**ОТРЫВОК ТЕКСТА**

Адской мукой было для меня "работать" с поэтами. Идет конференция. После конференции должны быть литературные выступления. Публика с нетерпением ждет художественной части. И вот тут-то и начиналась мука, потому что если приезжал Уткин и видел Кирсанова, он забирал свою шапку и уходил: "Я не буду выступать, если выступает Кирсанов". Приезжает Жаров, видит Безыменского: "Я не буду выступать!" <...>

Надо было проявлять чудеса изобретательности, чтобы вечер не сорвался. Я говорил Уткину, что Кирсанов не будет выступать, а потом все–таки выступал Кирсанов, а Уткин заявлял, что в следующий раз он не приедет.

С Маяковским никогда этого не бывало. Он никогда не спрашивал, кто будет выступать, и никогда не заявлял о том, что "если выступает такой-то товарищ, я выступать не буду". Маяковский всегда приезжал к самому началу конференции, садился за сценой и слушал выступления читателей.

**РАБОЧИЕ ЗАДАНИЯ**
**a.** Что делал Маяковский, приезжая к самому началу конференции, согласно отрывку о выступлениях поэтов?
**b.** Повторите из отрывка о выступлениях поэтов фрагмент от слов «Адской мукой было» до слов «слушал выступления читателей.» включительно.

**ИСХОДНЫЕ ДАННЫЕ**

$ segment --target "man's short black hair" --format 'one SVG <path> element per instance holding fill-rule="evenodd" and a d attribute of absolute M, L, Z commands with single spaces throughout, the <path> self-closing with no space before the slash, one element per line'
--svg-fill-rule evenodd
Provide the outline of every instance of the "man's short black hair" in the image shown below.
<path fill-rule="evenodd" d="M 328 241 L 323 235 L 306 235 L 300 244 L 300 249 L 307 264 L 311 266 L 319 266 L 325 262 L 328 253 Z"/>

**ПОЛУЧЕННЫЕ ОТВЕТЫ**
**a.** Садился за сценой и слушал выступления читателей.

**b.**
Адской мукой было для меня "работать" с поэтами. Идет конференция. После конференции должны быть литературные выступления. Публика с нетерпением ждет художественной части. И вот тут-то и начиналась мука, потому что если приезжал Уткин и видел Кирсанова, он забирал свою шапку и уходил: "Я не буду выступать, если выступает Кирсанов". Приезжает Жаров, видит Безыменского: "Я не буду выступать!" <...>

Надо было проявлять чудеса изобретательности, чтобы вечер не сорвался. Я говорил Уткину, что Кирсанов не будет выступать, а потом все–таки выступал Кирсанов, а Уткин заявлял, что в следующий раз он не приедет.

С Маяковским никогда этого не бывало. Он никогда не спрашивал, кто будет выступать, и никогда не заявлял о том, что "если выступает такой-то товарищ, я выступать не буду". Маяковский всегда приезжал к самому началу конференции, садился за сценой и слушал выступления читателей.